-- START OF Input --

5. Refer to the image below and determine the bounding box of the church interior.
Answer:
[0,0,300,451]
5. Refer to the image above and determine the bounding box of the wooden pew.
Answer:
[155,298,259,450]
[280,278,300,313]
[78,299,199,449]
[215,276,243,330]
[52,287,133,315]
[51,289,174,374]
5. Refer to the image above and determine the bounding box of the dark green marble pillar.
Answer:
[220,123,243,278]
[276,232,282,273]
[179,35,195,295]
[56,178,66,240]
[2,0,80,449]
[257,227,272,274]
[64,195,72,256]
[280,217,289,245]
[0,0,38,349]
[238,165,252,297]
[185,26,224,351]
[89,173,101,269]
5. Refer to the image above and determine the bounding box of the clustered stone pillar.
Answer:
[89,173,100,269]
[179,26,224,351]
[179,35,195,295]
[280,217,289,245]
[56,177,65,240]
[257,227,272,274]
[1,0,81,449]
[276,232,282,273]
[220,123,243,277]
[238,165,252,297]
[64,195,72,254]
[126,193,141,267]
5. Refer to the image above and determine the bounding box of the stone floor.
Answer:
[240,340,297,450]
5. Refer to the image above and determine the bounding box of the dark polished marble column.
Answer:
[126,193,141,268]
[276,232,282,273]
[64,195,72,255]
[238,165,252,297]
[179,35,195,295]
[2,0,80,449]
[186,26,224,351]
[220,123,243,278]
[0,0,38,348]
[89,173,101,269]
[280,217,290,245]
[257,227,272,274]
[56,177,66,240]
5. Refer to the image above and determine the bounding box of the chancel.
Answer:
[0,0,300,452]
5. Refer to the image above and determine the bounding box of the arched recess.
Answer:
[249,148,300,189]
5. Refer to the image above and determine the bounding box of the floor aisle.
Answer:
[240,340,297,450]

-- END OF Input --

**Task brief:** Rewrite all of the data above as a numbered list with one line per item, leaving out any blank lines.

**Output of the exercise:**
1. 5. Refer to the image below and determine the bounding box of the church interior.
2. Answer:
3. [0,0,300,451]
4. 5. Refer to the image above and determine the bounding box of the wooden pew.
5. Answer:
6. [155,298,259,450]
7. [280,278,300,313]
8. [78,299,199,449]
9. [215,276,243,330]
10. [52,287,133,315]
11. [51,289,174,374]
12. 5. Refer to the image above and determine the bounding box of the dark green marble pillar.
13. Answer:
14. [220,123,243,278]
15. [276,232,282,273]
16. [179,35,195,295]
17. [56,178,66,240]
18. [2,0,80,449]
19. [257,227,272,274]
20. [64,195,72,256]
21. [280,217,289,245]
22. [0,0,38,349]
23. [238,165,252,297]
24. [185,26,224,351]
25. [89,173,101,269]
26. 5. Refer to the image above and determine the bounding box of the clustered stone pillar.
27. Answer:
28. [89,173,100,269]
29. [179,26,224,351]
30. [179,35,195,295]
31. [280,217,289,245]
32. [56,177,65,240]
33. [257,227,272,274]
34. [1,0,81,449]
35. [276,232,282,273]
36. [220,123,243,277]
37. [238,165,252,297]
38. [64,195,72,254]
39. [126,193,141,267]
40. 5. Refer to the image above and determine the bounding box of the stone floor.
41. Answer:
42. [240,340,297,450]
43. 5. Refer to the image above and determine the bounding box of the dark polished marble column.
44. Answer:
45. [126,193,141,268]
46. [276,232,282,273]
47. [64,195,72,255]
48. [238,165,252,297]
49. [179,35,195,295]
50. [2,0,80,449]
51. [186,26,224,351]
52. [220,123,243,278]
53. [0,0,38,348]
54. [89,173,101,269]
55. [280,217,290,245]
56. [257,227,272,274]
57. [56,177,66,240]
58. 5. Refer to the image above and determine the bounding box of the chancel.
59. Answer:
60. [0,0,300,452]
61. 5. Refer to the image above and determine the bounding box of the arched recess.
62. Answer:
63. [249,148,300,189]
64. 5. Refer to the image above and determine the bounding box of the floor aisle.
65. Answer:
66. [240,340,297,450]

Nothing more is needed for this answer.